**What the task asks**
Please copy all of the material below, but multiply every pixel coordinate in the answers by 2.1 and round each result to a whole number, with halves rounding up; leave all other text and numbers unchanged. Omit the pictures from your copy.
--- START Provided information ---
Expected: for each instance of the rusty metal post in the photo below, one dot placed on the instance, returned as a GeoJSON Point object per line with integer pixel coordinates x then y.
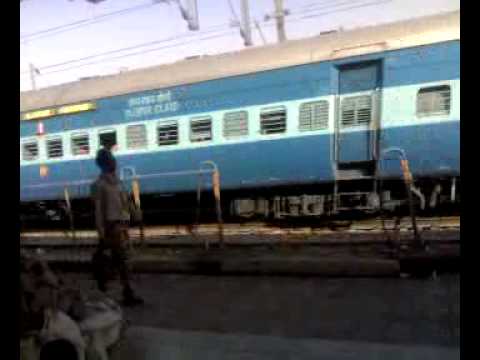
{"type": "Point", "coordinates": [216, 194]}
{"type": "Point", "coordinates": [138, 206]}
{"type": "Point", "coordinates": [197, 210]}
{"type": "Point", "coordinates": [408, 180]}
{"type": "Point", "coordinates": [69, 211]}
--- END Provided information ---
**Task answer**
Expected: for each instance of the rusty metal post in the photo below, one dot placed on the instance, returned as a GeoJSON Point object per line with integer pixel coordinates x then y.
{"type": "Point", "coordinates": [454, 407]}
{"type": "Point", "coordinates": [290, 433]}
{"type": "Point", "coordinates": [414, 441]}
{"type": "Point", "coordinates": [857, 378]}
{"type": "Point", "coordinates": [145, 443]}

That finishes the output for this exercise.